— Start of DATA FOR THIS EXERCISE —
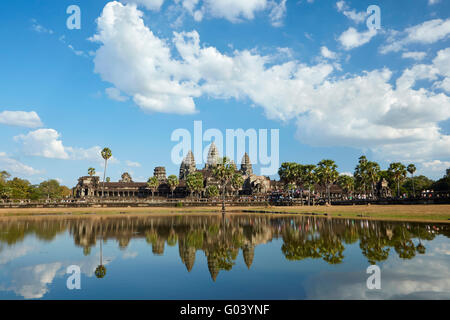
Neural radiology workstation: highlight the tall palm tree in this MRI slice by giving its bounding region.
[213,157,236,211]
[388,162,406,197]
[406,163,416,197]
[102,148,112,197]
[316,159,339,203]
[88,167,95,177]
[167,174,179,198]
[147,177,159,200]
— End of DATA FOR THIS EXERCISE —
WHAT THE TASK ASKS → Swap "palm tree" for "streetlight" in the listing above and write the listing out again with nothing else changed. Leave out the pictures.

EXERCISE RESULT →
Neural radiology workstation: highlight the tall streetlight in this MRI slice by giving its bounding region.
[213,157,236,211]
[388,162,406,197]
[406,163,416,197]
[102,148,112,197]
[316,159,339,203]
[88,167,95,177]
[167,174,179,198]
[147,177,159,200]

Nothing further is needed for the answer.